### EJERCICIO PLANTEADO A
Según el fragmento, ¿quién destronó a los Borbones en 1808?

### FRAGMENTO

Discurso
Pronunciado por Francisco Pi y Margall
en el Centro Federal de Madrid la noche
del 29 de Septiembre de 1891
Queridos
consocios: Habéis elegido para abrir las conferencias
de este Casino un día memorable en los fastos de
la Historia. Cayó, hace hoy veintitrés
años, la dinastía de los Borbones, una dinastía
que había regido durante siglo y medio los destinos
de España. Se la había destronado el año
1808; mas no por el pueblo, sino por Bonaparte. El año
1868 fue el pueblo el que la arrojó del reino.
¿Qué causas pudieron producir tan inesperado
acontecimiento?
Ocupaba
el trono doña Isabel, una mujer que en los primeros
días de su reinado había sido aclamada con
frenético entusiasmo en los combates donde le disputaba
la corona la rama de D. Carlos. Gracias á su manera
de proceder llegó á ser odiosa. Había
aprendido en la escuela de doña María Cristina,
su madre; y, sobre ser avara en las reformas, tendía
siempre menoscabar los derechos de los ciudadanos. Desde
que se la declaró mayor de edad se echó en
brazos de los conservadores, y no llamó
nunca al poder á los liberales sino por la fuerza.
Los llamó sólo el año 1854, después
de la sublevación de O'Donnell en el Campo de Guardias
y de la de Espartero en Zaragoza; y los despidió
apenas se lo permitió la rivalidad entre Espartero
y O'Donnell. Se deshizo á poco del mismo O'Donnell
y volvió á entregarse a los conservadores.

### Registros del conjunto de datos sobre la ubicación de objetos
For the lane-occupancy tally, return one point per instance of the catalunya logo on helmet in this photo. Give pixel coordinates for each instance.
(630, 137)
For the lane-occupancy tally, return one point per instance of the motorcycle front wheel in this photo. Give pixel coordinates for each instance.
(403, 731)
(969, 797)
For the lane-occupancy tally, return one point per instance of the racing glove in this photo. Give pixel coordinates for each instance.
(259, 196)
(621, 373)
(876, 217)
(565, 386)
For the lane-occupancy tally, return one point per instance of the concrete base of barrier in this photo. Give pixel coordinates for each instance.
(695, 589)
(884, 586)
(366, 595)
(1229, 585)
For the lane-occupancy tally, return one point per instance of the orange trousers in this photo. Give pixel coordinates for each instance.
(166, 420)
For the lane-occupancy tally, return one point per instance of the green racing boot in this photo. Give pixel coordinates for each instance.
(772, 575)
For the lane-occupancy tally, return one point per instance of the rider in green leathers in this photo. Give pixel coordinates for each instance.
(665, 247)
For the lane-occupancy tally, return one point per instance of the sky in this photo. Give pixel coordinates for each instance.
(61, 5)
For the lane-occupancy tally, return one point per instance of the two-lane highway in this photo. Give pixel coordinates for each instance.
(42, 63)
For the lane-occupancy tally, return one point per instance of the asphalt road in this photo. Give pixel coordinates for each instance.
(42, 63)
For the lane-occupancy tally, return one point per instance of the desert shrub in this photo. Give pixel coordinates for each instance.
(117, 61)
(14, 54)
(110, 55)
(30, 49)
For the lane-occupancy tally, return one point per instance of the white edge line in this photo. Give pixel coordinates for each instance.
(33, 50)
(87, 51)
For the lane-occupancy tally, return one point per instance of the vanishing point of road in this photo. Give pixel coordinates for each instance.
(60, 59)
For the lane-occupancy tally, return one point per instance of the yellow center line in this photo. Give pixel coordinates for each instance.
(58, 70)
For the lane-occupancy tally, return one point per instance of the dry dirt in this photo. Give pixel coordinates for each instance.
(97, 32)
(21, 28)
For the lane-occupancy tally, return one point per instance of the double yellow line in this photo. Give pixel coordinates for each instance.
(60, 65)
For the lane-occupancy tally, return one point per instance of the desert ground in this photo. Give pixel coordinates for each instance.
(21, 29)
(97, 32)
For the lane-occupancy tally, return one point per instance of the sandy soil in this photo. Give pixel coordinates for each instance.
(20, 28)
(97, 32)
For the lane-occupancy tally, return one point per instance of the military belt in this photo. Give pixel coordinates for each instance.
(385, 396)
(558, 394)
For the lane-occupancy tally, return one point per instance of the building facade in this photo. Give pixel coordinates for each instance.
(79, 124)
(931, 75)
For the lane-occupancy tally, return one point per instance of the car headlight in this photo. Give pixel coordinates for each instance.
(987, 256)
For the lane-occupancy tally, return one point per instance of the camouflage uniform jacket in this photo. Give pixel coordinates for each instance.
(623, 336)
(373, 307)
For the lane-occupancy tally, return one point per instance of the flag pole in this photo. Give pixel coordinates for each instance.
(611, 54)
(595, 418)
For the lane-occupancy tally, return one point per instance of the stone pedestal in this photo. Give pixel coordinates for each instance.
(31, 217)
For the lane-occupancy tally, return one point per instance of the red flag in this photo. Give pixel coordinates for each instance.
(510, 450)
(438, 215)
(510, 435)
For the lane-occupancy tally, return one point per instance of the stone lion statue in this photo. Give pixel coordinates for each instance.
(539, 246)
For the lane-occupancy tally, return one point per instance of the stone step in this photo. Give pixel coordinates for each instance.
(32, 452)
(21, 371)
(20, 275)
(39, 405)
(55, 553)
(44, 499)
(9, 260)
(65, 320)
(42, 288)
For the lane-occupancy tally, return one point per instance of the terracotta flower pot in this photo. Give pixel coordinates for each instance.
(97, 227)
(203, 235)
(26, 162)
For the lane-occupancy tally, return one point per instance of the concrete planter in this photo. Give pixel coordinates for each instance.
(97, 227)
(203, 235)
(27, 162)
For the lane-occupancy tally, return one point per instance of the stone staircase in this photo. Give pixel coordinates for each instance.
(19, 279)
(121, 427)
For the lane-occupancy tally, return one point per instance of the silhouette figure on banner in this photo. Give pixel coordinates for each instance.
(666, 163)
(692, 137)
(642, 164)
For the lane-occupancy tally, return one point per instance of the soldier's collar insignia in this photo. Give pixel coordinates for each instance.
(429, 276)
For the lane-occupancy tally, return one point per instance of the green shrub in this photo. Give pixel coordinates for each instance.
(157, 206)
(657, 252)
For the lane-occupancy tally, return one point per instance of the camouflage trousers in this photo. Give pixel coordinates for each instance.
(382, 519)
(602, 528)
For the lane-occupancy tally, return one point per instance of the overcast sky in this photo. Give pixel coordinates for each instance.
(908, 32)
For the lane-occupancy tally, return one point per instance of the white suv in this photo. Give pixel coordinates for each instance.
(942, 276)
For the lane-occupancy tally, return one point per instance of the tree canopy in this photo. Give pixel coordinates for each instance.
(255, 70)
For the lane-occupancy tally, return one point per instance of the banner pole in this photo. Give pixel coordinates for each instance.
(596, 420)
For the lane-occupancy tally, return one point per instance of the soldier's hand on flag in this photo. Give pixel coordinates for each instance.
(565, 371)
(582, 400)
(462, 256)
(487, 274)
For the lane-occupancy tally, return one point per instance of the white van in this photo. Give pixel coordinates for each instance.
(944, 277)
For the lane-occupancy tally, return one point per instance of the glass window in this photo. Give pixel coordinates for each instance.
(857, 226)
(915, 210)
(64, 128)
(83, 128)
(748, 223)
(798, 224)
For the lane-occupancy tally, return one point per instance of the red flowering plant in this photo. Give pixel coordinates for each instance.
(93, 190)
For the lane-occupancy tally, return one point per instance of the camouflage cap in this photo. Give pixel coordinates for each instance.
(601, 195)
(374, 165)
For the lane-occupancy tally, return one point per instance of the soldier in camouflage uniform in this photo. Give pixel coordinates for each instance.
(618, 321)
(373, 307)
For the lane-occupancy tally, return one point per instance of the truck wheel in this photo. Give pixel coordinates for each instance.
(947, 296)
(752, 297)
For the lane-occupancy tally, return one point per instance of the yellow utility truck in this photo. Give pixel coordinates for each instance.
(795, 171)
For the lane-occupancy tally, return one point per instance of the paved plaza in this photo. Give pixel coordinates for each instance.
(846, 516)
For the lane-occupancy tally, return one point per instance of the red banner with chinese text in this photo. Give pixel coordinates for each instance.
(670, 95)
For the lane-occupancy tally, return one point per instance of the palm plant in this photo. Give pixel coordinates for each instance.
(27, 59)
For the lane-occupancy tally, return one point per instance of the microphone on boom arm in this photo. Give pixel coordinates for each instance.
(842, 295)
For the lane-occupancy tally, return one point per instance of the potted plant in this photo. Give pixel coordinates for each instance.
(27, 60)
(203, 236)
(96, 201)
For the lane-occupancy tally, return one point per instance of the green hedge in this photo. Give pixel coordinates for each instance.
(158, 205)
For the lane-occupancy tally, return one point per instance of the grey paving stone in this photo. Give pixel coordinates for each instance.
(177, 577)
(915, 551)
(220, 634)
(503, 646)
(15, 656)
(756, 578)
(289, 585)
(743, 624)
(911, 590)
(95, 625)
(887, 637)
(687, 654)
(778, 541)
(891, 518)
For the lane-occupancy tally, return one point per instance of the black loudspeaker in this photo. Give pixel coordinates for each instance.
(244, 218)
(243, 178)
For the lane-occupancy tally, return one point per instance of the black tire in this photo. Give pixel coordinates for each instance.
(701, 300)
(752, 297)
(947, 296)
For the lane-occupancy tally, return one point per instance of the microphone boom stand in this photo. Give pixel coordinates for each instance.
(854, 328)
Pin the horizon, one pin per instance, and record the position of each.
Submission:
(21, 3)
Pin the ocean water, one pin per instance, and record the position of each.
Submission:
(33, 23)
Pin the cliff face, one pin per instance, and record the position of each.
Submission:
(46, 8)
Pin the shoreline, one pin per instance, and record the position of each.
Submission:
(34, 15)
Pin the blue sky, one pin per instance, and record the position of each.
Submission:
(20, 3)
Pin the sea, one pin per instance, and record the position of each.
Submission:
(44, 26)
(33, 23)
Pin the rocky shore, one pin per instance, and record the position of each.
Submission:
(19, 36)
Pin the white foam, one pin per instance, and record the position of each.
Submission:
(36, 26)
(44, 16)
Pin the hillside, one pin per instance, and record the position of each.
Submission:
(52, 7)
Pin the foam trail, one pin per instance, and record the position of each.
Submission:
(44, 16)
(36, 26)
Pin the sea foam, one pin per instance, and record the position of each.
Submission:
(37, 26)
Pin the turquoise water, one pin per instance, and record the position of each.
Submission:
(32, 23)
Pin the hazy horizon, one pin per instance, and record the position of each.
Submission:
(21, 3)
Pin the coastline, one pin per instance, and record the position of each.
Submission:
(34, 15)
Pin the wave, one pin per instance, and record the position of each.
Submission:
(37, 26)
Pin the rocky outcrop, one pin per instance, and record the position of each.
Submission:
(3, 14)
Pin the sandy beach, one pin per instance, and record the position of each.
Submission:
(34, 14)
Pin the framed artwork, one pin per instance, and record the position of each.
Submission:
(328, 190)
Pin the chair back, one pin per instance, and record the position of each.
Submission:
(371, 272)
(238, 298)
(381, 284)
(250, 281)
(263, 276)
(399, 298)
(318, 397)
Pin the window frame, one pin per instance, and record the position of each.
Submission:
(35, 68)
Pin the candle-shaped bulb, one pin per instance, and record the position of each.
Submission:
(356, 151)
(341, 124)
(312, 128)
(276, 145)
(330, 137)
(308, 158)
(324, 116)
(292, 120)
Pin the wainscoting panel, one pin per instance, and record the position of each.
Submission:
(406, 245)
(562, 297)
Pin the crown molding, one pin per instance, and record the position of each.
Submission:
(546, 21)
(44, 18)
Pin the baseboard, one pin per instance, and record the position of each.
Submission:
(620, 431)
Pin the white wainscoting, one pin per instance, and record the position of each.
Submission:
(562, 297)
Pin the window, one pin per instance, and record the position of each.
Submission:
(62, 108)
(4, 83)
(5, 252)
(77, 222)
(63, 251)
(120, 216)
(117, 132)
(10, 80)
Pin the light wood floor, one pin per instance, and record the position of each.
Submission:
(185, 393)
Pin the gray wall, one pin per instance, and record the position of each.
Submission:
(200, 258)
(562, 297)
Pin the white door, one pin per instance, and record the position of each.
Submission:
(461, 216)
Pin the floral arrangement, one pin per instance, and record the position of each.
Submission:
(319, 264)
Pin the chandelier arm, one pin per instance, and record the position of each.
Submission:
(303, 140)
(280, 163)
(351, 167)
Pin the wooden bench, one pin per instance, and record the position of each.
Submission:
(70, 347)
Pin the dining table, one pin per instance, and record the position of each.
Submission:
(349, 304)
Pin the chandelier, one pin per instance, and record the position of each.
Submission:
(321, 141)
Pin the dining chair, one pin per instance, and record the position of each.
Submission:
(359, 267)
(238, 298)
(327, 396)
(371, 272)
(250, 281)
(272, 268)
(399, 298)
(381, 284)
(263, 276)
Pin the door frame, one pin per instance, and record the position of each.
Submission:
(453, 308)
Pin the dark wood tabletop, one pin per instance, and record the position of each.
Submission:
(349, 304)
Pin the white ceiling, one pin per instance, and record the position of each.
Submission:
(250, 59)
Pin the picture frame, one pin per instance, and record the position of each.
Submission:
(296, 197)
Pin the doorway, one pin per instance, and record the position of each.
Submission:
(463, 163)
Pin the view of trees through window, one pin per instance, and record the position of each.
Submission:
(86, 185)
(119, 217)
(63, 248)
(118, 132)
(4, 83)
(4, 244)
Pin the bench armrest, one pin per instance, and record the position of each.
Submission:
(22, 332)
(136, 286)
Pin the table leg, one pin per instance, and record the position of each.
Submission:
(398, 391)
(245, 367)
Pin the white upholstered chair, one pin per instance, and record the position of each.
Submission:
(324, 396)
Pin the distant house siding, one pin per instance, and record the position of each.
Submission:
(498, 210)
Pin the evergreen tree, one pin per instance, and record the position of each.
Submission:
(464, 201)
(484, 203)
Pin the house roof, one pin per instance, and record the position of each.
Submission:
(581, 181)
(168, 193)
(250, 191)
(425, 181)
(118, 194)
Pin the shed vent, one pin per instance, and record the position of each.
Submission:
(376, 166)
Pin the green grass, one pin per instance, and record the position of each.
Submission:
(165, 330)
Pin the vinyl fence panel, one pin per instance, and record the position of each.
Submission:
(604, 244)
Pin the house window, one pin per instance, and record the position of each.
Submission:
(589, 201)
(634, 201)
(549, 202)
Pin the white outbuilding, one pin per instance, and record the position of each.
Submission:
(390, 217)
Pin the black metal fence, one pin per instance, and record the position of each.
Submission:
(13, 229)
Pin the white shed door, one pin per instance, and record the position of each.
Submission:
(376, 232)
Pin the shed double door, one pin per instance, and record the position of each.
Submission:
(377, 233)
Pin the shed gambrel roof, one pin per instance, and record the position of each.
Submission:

### EJERCICIO PLANTEADO B
Reúne todas las filas de arriba que contengan la palabra "pole" y cópialas completas. Las mayúsculas y minúsculas cuentan.

### RESULTADO FINAL A
Bonaparte.

### RESULTADO FINAL B
For the lane-occupancy tally, return one point per instance of the flag pole in this photo. Give pixel coordinates for each instance.
For the lane-occupancy tally, return one point per instance of the banner pole in this photo. Give pixel coordinates for each instance.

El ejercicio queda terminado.